→ **ASSIGNMENT 1**
Reproduce verbatim the section of the passage on Earth's Critical Zone starting with "Earth’s Critical Zone" and going on through "the 21st century.".
→ **ASSIGNMENT 2**
Pick up the passage on Earth's Critical Zone after its final sentence and write what follows.

Sustaining Earth's Critical Zone: Basic science and interdisciplinary solutions for global challenges

Earth’s Critical Zone (CZ), the thin outer veneer of our planet from the top of the tree canopy to the bottom of our drinking water aquifers that supports almost all human activity, is experiencing ever-increasing pressure from growth in human population and wealth. Within the next 4 decades, demand for food and fuel is expected to double along with a more than 50% increase in demand for clean water. Understanding, predicting and managing intensification of land use and associated economic services, while mitigating and adapting to rapid climate change and biodiversity decline, is now one of the most pressing societal challenges of the 21st century.

The international CZ science community addressed these challenges at an international workshop, convened November 9th-11th, 2011 at the University of Delaware, USA. Their report outlines specific CZ science advances that will be necessary, and documents the links between basic science advances in Earth surface processes and the global sustainability agenda. The overarching hypothesis is that accelerating changes in land use, atmospheric composition and climate are forcing rapid and profound changes in the continental surface that require an unprecedented intensity and scale of scientific observation and new knowledge to guide intervention.

[Stored items]
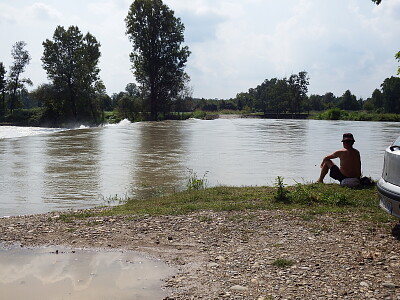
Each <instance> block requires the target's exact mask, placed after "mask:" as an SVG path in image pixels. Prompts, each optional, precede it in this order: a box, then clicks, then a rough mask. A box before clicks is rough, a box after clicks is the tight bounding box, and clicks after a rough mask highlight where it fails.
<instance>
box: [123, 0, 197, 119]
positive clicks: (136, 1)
mask: <svg viewBox="0 0 400 300" xmlns="http://www.w3.org/2000/svg"><path fill="white" fill-rule="evenodd" d="M125 22H126V26H127V31H126V34H127V35H128V37H129V39H130V41H131V42H132V44H133V52H132V53H131V54H130V59H131V62H132V64H133V65H132V69H133V73H134V75H135V77H136V80H137V82H138V83H139V84H140V86H141V89H142V92H143V93H144V95H145V96H147V97H146V98H147V99H148V102H149V109H150V112H151V118H152V119H153V120H155V119H157V114H158V112H168V110H169V108H170V104H171V100H172V99H173V98H175V97H176V96H177V95H178V93H179V91H180V90H182V89H183V88H184V84H185V80H186V78H187V75H186V74H185V72H184V68H185V64H186V62H187V59H188V57H189V55H190V51H189V49H188V47H187V46H181V45H182V43H183V42H184V34H183V33H184V30H185V26H184V25H183V23H182V22H181V20H180V18H176V17H175V16H174V12H173V11H172V10H171V9H169V8H168V6H167V5H165V4H164V3H163V2H162V0H135V1H134V2H133V3H132V4H131V6H130V8H129V12H128V16H127V17H126V18H125Z"/></svg>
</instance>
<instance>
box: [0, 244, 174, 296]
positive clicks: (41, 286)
mask: <svg viewBox="0 0 400 300" xmlns="http://www.w3.org/2000/svg"><path fill="white" fill-rule="evenodd" d="M172 273H173V269H172V268H171V267H169V266H167V265H166V264H165V263H163V262H161V261H160V260H156V259H150V258H147V257H145V256H143V255H139V254H137V253H134V252H131V251H106V250H101V251H100V250H99V251H96V250H94V249H92V250H90V251H89V250H82V249H69V248H62V247H54V246H52V247H45V248H30V249H28V248H21V247H9V248H1V249H0V299H14V300H19V299H21V300H25V299H30V300H36V299H37V300H46V299H49V300H57V299H68V300H92V299H93V300H95V299H96V300H98V299H105V300H106V299H107V300H108V299H119V300H124V299H126V300H128V299H129V300H133V299H138V300H139V299H162V298H164V297H165V296H166V292H165V290H162V289H161V285H162V281H161V280H162V279H163V278H166V277H168V276H170V275H171V274H172Z"/></svg>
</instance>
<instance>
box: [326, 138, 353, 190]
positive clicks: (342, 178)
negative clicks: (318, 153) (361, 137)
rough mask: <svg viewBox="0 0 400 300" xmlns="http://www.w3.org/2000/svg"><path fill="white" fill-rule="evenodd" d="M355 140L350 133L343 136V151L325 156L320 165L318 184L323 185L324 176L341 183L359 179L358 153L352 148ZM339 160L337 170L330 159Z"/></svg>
mask: <svg viewBox="0 0 400 300" xmlns="http://www.w3.org/2000/svg"><path fill="white" fill-rule="evenodd" d="M354 142H355V140H354V138H353V135H352V134H351V133H345V134H343V139H342V143H343V149H340V150H337V151H335V152H333V153H332V154H330V155H328V156H325V157H324V159H323V160H322V163H321V175H320V176H319V179H318V182H320V183H323V182H324V178H325V175H326V174H328V171H329V170H330V173H329V176H330V177H332V178H333V179H336V180H339V181H340V182H342V180H343V179H345V178H360V177H361V158H360V152H358V150H357V149H355V148H353V144H354ZM334 158H339V159H340V168H338V167H337V166H336V165H335V164H334V163H333V162H332V159H334Z"/></svg>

→ **EXPECTED ANSWER 1**
Earth’s Critical Zone (CZ), the thin outer veneer of our planet from the top of the tree canopy to the bottom of our drinking water aquifers that supports almost all human activity, is experiencing ever-increasing pressure from growth in human population and wealth. Within the next 4 decades, demand for food and fuel is expected to double along with a more than 50% increase in demand for clean water. Understanding, predicting and managing intensification of land use and associated economic services, while mitigating and adapting to rapid climate change and biodiversity decline, is now one of the most pressing societal challenges of the 21st century.

→ **EXPECTED ANSWER 2**
Six priority science questions are identified briefly as follows and detailed in full on page 20 of this volume.

Long-Term Processes and Impacts

1. How has geological evolution and paleobiology established CZ ecosystem functions?
2. How do molecular-scale interactions between CZ processes influence the development of watersheds and aquifers as integrated ecological-geophysical units?
3. How can theory and data be combined from molecular- to global- scales in order to interpret past transformations of Earth’s surface and forecast CZ evolution? Short-Term Processes and Impacts
4. What controls the resilience, response and recovery of the CZ and its integrated geophysicalgeochemical- ecological functions to perturbations such as climate and land use changes?
5. How can sensing technology, e-infrastructure and modelling be integrated for simulation and forecasting of essential terrestrial variables? 6. How can theory, data and mathematical models from the natural- and social- sciences, engineering, and technology, be integrated to simulate, value, and manage Critical Zone goods and services?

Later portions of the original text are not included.